(Extracted records)
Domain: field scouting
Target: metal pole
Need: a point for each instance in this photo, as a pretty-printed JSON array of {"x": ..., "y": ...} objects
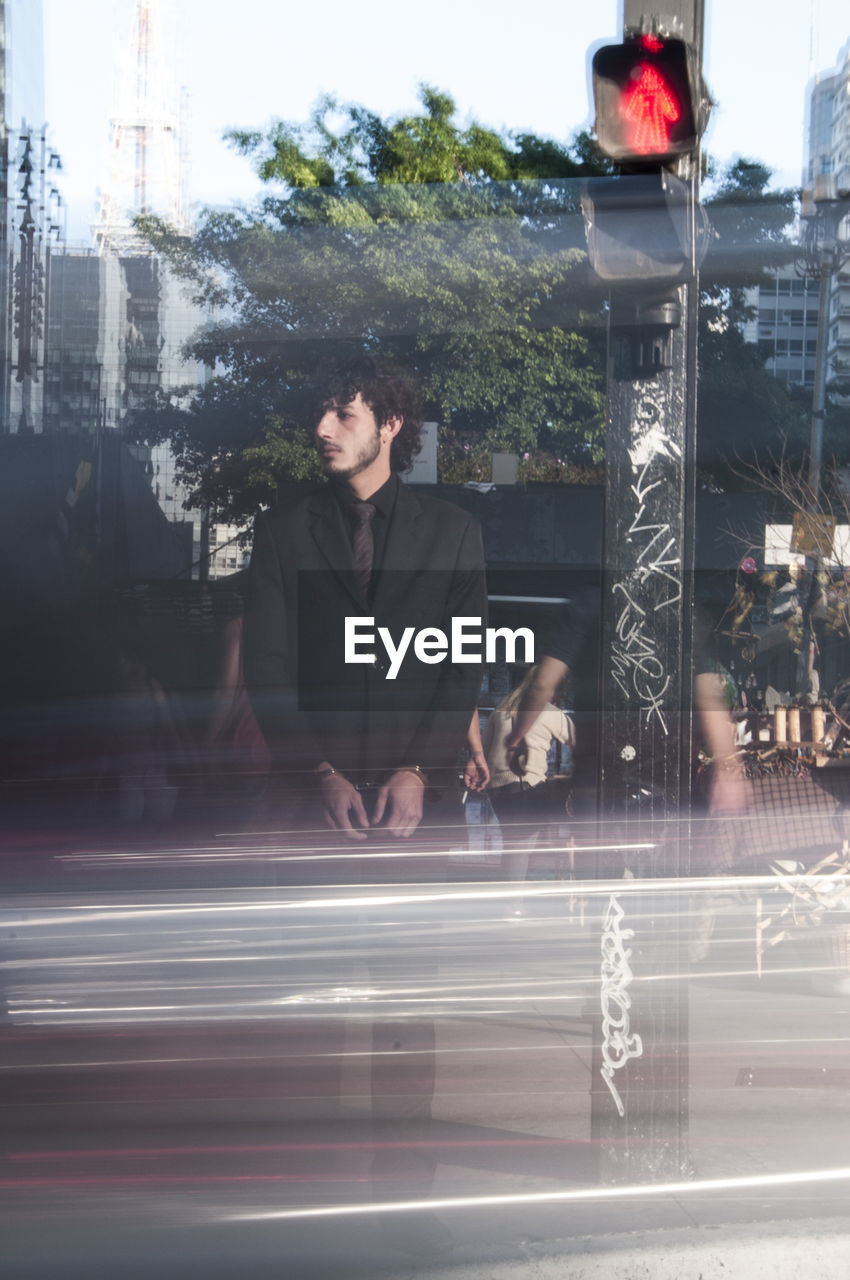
[{"x": 639, "y": 1093}]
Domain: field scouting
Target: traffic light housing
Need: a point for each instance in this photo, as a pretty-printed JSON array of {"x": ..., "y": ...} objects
[{"x": 650, "y": 108}]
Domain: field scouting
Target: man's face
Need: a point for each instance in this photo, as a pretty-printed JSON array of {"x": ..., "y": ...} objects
[{"x": 351, "y": 443}]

### Given problem
Render every line of the listing above as a numbered list, skipping blank lines and omitting the pictures.

### Solution to this problem
1. Domain: field scouting
2. Target: metal pole
3. Need: a point for each instance in this photo, as a pretty-printed JSON array of {"x": ..., "y": ...} objects
4. [{"x": 639, "y": 1093}]
5. Domain: field scouting
6. Target: traffic light housing
7. Need: a point for each instance in this photo, as a pretty-printed JSON array of {"x": ..., "y": ...} objects
8. [{"x": 650, "y": 108}]
9. Domain: field scouting
10. Target: man's face
11. Need: a point for each instance in this photo, as a pretty-printed JSON array of {"x": ..., "y": ...} objects
12. [{"x": 351, "y": 443}]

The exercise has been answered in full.